• [Testo fornito]
**********

Il meccanismo encefalico che rinforza i rapporti sociali
LORENZO L. BORGIA
NOTE E NOTIZIE - Anno XVIII – 11 dicembre 2021.
Testi pubblicati sul sito www.brainmindlife.org
della Società Nazionale di Neuroscienze “Brain, Mind & Life - Italia” (BM&L-Italia).
Oltre a notizie o commenti relativi a fatti ed eventi rilevanti per la Società,
la sezione “note e notizie” presenta settimanalmente lavori neuroscientifici
selezionati fra quelli pubblicati o in corso di pubblicazione sulle maggiori riviste
e il cui argomento è oggetto di studio dei soci componenti lo staff dei recensori della Commissione Scientifica della Società.
[Tipologia del testo: RECENSIONE]
E il Signore Dio disse: “Non è bene che l’uomo sia
solo…”
[Genesi 2, 18]
Per i
credenti, l’affermazione non ha bisogno di commenti, per i non credenti può
rappresentare una traccia antichissima di consapevolezza antropologica di un
tratto essenziale dell’uomo. Infatti, in termini storici, l’epoca di Mosè alla
quale si fa risalire il libro della Genesi è collocata intorno al XIII secolo
a.C., e l’autore avrebbe impiegato un consolidato luogo comune per introdurre
la creazione della donna; il luogo comune nella parola sarebbe nato dalla
consapevolezza collettiva che gli esseri umani sentono il bisogno di compagnia.
Nell’interpretazione neuroscientifica della mente, il nostro presidente ha da
tempo dimostrato che l’attualità psichica di ciascuno di noi si basa in parte su
presupposti mnemonici di identità di persone, facilmente evocabili alla
coscienza; in altri termini, la rappresentazione cerebrale delle persone
presenti nella nostra vita contribuisce alla nostra fisiologia mentale[1].

**********

• [Dati memorizzati]
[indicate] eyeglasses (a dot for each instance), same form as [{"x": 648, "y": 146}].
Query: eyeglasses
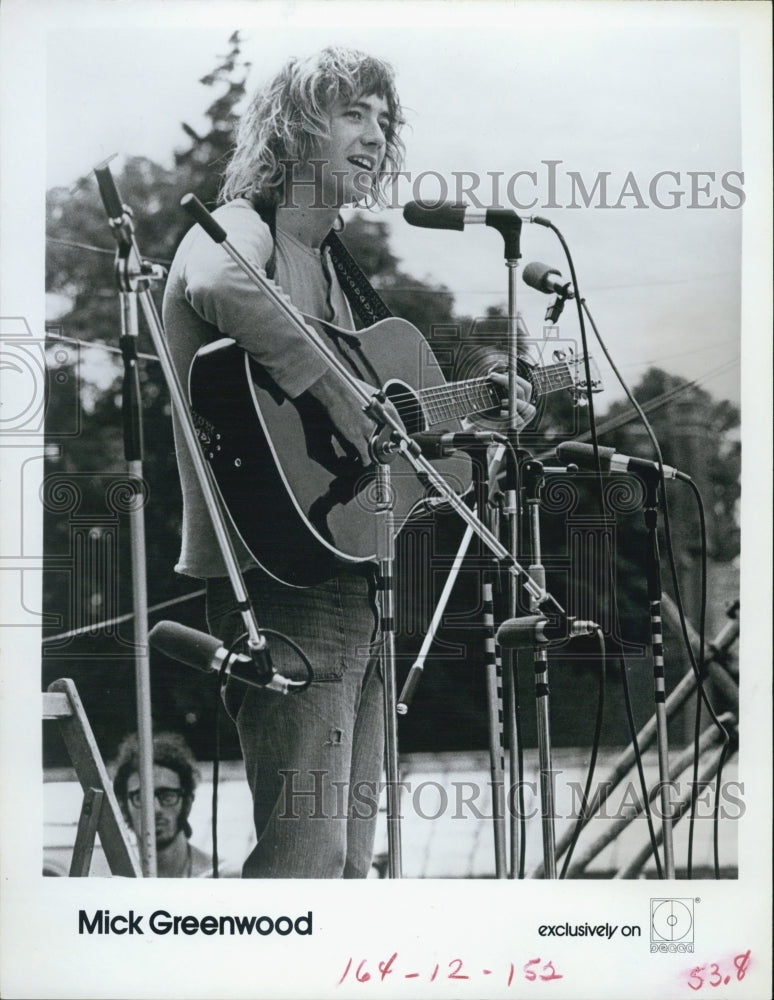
[{"x": 164, "y": 796}]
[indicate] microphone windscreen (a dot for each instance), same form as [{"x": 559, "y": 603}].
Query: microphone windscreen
[
  {"x": 535, "y": 274},
  {"x": 186, "y": 645},
  {"x": 448, "y": 215}
]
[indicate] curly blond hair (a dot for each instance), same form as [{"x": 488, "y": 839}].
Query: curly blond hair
[{"x": 289, "y": 115}]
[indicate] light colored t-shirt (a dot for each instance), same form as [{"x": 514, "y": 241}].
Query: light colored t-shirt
[{"x": 207, "y": 297}]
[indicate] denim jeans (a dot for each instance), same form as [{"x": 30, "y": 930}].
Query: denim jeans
[{"x": 313, "y": 760}]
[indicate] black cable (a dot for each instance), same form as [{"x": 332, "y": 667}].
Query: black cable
[
  {"x": 698, "y": 669},
  {"x": 581, "y": 307}
]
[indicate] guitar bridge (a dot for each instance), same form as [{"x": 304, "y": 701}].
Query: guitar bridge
[{"x": 205, "y": 431}]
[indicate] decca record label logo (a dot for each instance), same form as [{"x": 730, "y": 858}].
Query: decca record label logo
[{"x": 671, "y": 925}]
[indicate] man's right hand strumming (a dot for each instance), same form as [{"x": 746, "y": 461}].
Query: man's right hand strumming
[{"x": 346, "y": 413}]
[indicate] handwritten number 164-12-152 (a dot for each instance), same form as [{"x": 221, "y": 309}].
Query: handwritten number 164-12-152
[{"x": 534, "y": 970}]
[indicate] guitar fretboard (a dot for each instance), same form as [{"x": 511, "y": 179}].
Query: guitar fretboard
[{"x": 458, "y": 399}]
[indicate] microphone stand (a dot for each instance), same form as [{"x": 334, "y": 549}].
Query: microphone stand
[
  {"x": 132, "y": 277},
  {"x": 653, "y": 571},
  {"x": 510, "y": 229},
  {"x": 532, "y": 474},
  {"x": 390, "y": 439}
]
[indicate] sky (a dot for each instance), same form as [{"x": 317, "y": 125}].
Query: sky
[
  {"x": 489, "y": 90},
  {"x": 614, "y": 87}
]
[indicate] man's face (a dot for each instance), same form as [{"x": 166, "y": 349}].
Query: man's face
[
  {"x": 169, "y": 817},
  {"x": 354, "y": 152}
]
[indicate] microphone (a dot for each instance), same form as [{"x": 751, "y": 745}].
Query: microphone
[
  {"x": 582, "y": 455},
  {"x": 206, "y": 653},
  {"x": 439, "y": 444},
  {"x": 536, "y": 630},
  {"x": 539, "y": 276},
  {"x": 457, "y": 215}
]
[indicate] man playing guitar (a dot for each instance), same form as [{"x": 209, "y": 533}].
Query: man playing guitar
[{"x": 325, "y": 132}]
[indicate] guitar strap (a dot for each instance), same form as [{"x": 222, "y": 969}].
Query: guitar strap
[{"x": 366, "y": 303}]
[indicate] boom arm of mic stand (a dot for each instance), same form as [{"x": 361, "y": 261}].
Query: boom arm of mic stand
[{"x": 135, "y": 277}]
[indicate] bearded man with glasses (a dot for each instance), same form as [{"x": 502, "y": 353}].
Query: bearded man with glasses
[{"x": 174, "y": 782}]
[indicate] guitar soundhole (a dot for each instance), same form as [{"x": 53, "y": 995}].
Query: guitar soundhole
[{"x": 407, "y": 403}]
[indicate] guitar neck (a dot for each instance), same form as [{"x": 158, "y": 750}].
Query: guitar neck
[{"x": 459, "y": 399}]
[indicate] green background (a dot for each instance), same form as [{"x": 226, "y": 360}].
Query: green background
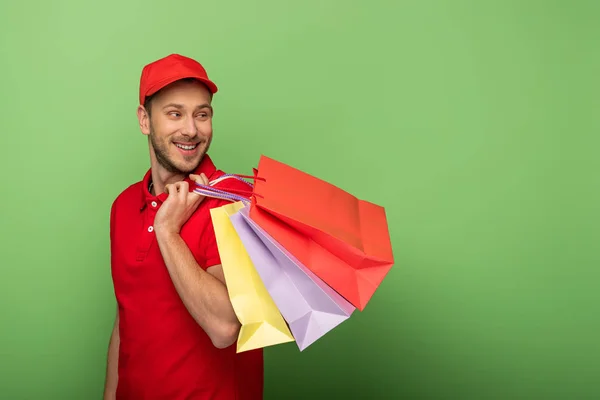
[{"x": 474, "y": 123}]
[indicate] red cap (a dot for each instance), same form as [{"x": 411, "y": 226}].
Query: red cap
[{"x": 169, "y": 69}]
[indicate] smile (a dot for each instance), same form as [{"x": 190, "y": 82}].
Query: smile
[{"x": 186, "y": 147}]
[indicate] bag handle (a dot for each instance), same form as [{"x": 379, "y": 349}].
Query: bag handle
[{"x": 232, "y": 195}]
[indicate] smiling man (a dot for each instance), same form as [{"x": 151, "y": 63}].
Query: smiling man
[{"x": 175, "y": 328}]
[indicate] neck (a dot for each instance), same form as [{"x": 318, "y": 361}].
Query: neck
[{"x": 161, "y": 178}]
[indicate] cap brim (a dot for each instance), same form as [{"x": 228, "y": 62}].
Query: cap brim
[{"x": 165, "y": 82}]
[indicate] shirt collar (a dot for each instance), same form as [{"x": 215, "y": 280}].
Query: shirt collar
[{"x": 206, "y": 166}]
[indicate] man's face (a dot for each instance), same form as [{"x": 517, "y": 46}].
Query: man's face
[{"x": 181, "y": 126}]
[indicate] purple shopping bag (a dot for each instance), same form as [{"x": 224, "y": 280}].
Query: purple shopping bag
[{"x": 310, "y": 307}]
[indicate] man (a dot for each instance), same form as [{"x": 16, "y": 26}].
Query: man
[{"x": 175, "y": 329}]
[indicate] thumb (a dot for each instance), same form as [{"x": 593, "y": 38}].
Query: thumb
[{"x": 199, "y": 179}]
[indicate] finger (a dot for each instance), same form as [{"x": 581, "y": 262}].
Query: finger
[
  {"x": 183, "y": 188},
  {"x": 199, "y": 179}
]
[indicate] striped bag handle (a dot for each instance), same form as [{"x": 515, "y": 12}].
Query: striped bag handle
[{"x": 232, "y": 195}]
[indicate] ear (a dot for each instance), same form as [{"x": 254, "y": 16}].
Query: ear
[{"x": 144, "y": 120}]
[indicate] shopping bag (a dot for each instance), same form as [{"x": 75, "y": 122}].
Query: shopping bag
[
  {"x": 342, "y": 239},
  {"x": 310, "y": 307},
  {"x": 262, "y": 323}
]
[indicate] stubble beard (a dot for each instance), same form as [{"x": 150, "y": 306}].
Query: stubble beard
[{"x": 163, "y": 159}]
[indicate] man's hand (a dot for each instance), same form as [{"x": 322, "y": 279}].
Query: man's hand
[{"x": 179, "y": 206}]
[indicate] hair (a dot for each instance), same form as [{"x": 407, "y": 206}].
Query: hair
[{"x": 148, "y": 99}]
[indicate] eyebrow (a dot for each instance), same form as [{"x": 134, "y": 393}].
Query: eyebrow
[{"x": 181, "y": 106}]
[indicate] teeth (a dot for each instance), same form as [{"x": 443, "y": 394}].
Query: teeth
[{"x": 184, "y": 147}]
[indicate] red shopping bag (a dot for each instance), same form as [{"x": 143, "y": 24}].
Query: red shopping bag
[{"x": 343, "y": 240}]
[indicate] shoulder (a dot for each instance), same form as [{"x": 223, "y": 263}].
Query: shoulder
[
  {"x": 129, "y": 194},
  {"x": 127, "y": 199}
]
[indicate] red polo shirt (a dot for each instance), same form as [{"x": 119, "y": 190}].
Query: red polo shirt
[{"x": 164, "y": 353}]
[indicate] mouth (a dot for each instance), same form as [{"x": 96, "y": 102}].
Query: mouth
[{"x": 187, "y": 148}]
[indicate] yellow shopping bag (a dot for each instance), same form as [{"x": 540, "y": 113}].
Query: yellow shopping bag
[{"x": 262, "y": 323}]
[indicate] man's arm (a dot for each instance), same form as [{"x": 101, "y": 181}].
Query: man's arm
[
  {"x": 112, "y": 371},
  {"x": 203, "y": 292}
]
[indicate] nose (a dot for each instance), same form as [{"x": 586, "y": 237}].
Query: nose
[{"x": 189, "y": 127}]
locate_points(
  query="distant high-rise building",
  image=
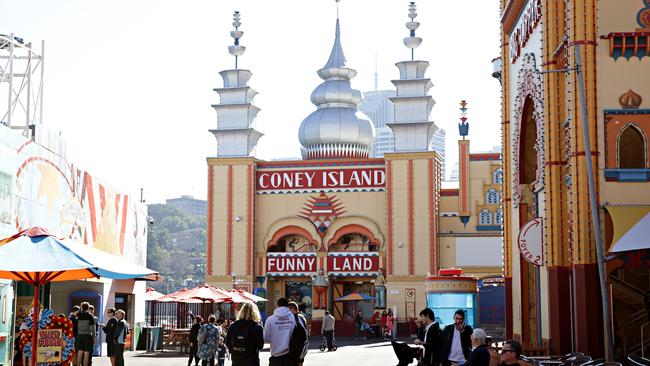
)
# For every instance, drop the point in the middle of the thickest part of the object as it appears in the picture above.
(377, 106)
(189, 205)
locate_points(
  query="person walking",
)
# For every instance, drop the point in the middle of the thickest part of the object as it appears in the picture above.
(207, 340)
(301, 320)
(119, 337)
(86, 334)
(458, 342)
(245, 337)
(109, 330)
(277, 331)
(327, 329)
(194, 340)
(221, 352)
(480, 355)
(390, 323)
(91, 310)
(358, 321)
(433, 341)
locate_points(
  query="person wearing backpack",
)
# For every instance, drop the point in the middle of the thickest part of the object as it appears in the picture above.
(207, 339)
(245, 337)
(278, 332)
(299, 341)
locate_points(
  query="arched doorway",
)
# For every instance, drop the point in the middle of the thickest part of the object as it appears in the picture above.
(528, 176)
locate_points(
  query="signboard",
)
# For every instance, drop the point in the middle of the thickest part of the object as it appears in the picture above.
(50, 346)
(291, 264)
(530, 242)
(353, 263)
(327, 180)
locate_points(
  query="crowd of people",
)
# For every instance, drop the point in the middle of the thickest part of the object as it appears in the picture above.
(85, 327)
(458, 344)
(214, 340)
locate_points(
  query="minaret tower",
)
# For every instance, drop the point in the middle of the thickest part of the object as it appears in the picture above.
(235, 133)
(464, 209)
(411, 126)
(334, 130)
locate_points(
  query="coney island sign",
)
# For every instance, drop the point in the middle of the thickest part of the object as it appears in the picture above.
(304, 179)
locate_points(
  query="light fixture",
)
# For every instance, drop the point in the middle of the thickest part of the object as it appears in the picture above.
(496, 68)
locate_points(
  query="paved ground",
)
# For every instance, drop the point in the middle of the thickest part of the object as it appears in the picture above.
(350, 353)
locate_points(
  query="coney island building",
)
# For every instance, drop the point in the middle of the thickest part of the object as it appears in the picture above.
(554, 300)
(339, 223)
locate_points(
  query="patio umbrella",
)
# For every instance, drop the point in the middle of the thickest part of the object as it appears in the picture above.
(355, 296)
(38, 258)
(235, 297)
(205, 293)
(249, 296)
(151, 294)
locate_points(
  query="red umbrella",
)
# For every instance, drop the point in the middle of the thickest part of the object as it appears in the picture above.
(204, 293)
(152, 294)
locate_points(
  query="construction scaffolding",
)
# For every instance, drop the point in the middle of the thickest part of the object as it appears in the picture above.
(21, 84)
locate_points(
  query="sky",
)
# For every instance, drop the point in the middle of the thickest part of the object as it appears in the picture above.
(128, 84)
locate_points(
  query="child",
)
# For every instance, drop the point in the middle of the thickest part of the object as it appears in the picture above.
(221, 352)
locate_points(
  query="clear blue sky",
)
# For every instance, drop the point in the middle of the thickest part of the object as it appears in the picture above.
(129, 83)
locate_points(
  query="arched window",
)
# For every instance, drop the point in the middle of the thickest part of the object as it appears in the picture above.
(485, 218)
(631, 149)
(492, 197)
(497, 176)
(498, 217)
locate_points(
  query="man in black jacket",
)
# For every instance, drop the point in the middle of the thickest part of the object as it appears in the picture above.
(458, 340)
(109, 330)
(433, 341)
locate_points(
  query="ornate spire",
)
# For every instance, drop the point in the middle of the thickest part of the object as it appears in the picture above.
(235, 132)
(337, 58)
(463, 126)
(412, 42)
(236, 50)
(334, 130)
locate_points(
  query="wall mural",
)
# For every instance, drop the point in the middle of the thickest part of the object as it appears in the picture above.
(39, 187)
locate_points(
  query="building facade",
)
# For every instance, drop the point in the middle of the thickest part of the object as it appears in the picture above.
(339, 221)
(552, 281)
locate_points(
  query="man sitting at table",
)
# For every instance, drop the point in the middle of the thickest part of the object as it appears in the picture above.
(510, 354)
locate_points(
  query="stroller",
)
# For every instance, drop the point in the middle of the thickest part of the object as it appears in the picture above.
(405, 353)
(323, 344)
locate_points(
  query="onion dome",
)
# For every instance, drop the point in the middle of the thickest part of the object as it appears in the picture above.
(630, 100)
(334, 130)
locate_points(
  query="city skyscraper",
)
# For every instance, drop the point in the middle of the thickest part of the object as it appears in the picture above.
(377, 106)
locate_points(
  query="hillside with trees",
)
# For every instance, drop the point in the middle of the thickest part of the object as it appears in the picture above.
(176, 247)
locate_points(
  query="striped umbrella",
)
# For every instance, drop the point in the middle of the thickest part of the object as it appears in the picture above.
(355, 296)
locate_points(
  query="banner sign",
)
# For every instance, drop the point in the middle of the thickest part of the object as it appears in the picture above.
(291, 264)
(50, 346)
(366, 179)
(353, 263)
(530, 242)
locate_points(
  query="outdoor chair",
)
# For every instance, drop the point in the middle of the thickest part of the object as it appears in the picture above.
(576, 361)
(596, 362)
(638, 360)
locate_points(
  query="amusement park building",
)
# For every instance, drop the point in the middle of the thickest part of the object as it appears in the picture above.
(273, 225)
(554, 302)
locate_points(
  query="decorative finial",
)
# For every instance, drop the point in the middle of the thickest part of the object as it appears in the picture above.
(463, 126)
(236, 50)
(630, 100)
(412, 42)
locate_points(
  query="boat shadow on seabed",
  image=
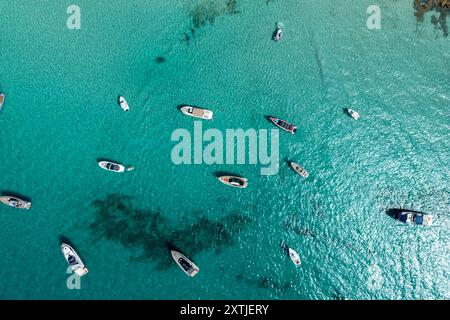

**********

• [Elenco attività]
1. Riscrivi in forma più breve il paragrafo del testo fornito che comincia con "Per i credenti", mantenendone i fatti principali.
2. Riproduci fedelmente il passo del testo fornito che si apre con le parole "Nell’interpretazione neuroscientifica della" e si chiude con "nostra fisiologia mentale[1].".

• [Soluzioni attività]
1. Per i credenti la frase della Genesi non ha bisogno di commenti. Per i non credenti può essere una traccia antichissima della consapevolezza di un tratto essenziale dell'uomo. Il libro della Genesi si fa risalire all'epoca di Mosè, intorno al XIII secolo a.C. Il suo autore avrebbe usato un luogo comune consolidato per introdurre la creazione della donna. Quel luogo comune sarebbe nato dalla consapevolezza collettiva che gli esseri umani sentono il bisogno di compagnia.

2.
Nell’interpretazione neuroscientifica della mente, il nostro presidente ha da
tempo dimostrato che l’attualità psichica di ciascuno di noi si basa in parte su
presupposti mnemonici di identità di persone, facilmente evocabili alla
coscienza; in altri termini, la rappresentazione cerebrale delle persone
presenti nella nostra vita contribuisce alla nostra fisiologia mentale[1].